PROBLEMS TO WORK ON:
a: In the text about the novel Christine, give the part that begins at the words "Two of von Arnim's" and ends after "in the novel." again, but swap "Bremen" for "Hamburg".
b: Answer these questions from the text about the novel Christine:
(i) What pen-name did Elizabeth von Arnim use for this novel?
(ii) What period of time do Christine's letters cover?
(iii) How old was Felicitas when she died?
c: Translate this sentence from the text about the novel Christine into Spanish: "The book was initially marketed as non-fiction."

GIVEN TEXT:
==============================

Christine is a 1917 novel written by Elizabeth von Arnim using the pen-name Alice Cholmondeley. It is the only novel von Arnim wrote under that name. It is written in the style of a compilation of letters from Christine, an English girl studying in Germany, to her mother in Britain. It covers the period of May–August 1914. In the letters Christine is a witness to the mood in Germany leading up World War I. The book was initially marketed as non-fiction.

Two of von Arnim's daughters, Beatrix and Felicitas, were living in Germany during World War I. Felicitas died in Bremen in 1916, aged 16. She died of pneumonia, as does the character Christine in the novel.

Christine as propaganda
Since the beginning of World War I, propaganda has played an important role in exploiting the opposition. The credibility of propaganda can be determined by analyzing the source and comparing it with documents that are factual. In particular, British propaganda in World War I used Christine, a series of letters written by Elizabeth von Arnim, pen name Alice Cholmondeley, to promote Anti-German sentiment propaganda. When comparing the Christine letters to authentic war time letters, they were found to be fabricated.

==============================

[Dataset excerpts on object pointing]
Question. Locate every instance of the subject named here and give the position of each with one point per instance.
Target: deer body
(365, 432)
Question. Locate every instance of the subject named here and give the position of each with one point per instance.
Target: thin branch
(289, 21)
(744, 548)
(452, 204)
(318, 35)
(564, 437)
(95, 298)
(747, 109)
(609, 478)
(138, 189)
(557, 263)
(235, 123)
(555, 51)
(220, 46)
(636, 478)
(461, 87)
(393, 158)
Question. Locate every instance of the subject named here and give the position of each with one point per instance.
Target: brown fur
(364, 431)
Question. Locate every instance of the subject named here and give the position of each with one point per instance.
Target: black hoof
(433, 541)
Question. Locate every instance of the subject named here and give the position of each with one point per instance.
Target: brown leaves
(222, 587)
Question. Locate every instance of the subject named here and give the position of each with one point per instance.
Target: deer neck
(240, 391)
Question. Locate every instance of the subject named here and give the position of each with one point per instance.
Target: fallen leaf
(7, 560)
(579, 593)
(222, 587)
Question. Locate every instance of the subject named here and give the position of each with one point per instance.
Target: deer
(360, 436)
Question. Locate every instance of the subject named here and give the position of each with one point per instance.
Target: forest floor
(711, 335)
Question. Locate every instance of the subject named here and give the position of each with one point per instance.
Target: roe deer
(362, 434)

==============================

ANSWER SET:
a:
Two of von Arnim's daughters, Beatrix and Felicitas, were living in Germany during World War I. Felicitas died in Hamburg in 1916, aged 16. She died of pneumonia, as does the character Christine in the novel.

b:
(i) Alice Cholmondeley
(ii) May–August 1914
(iii) 16

c: Al principio, el libro se comercializó como obra de no ficción.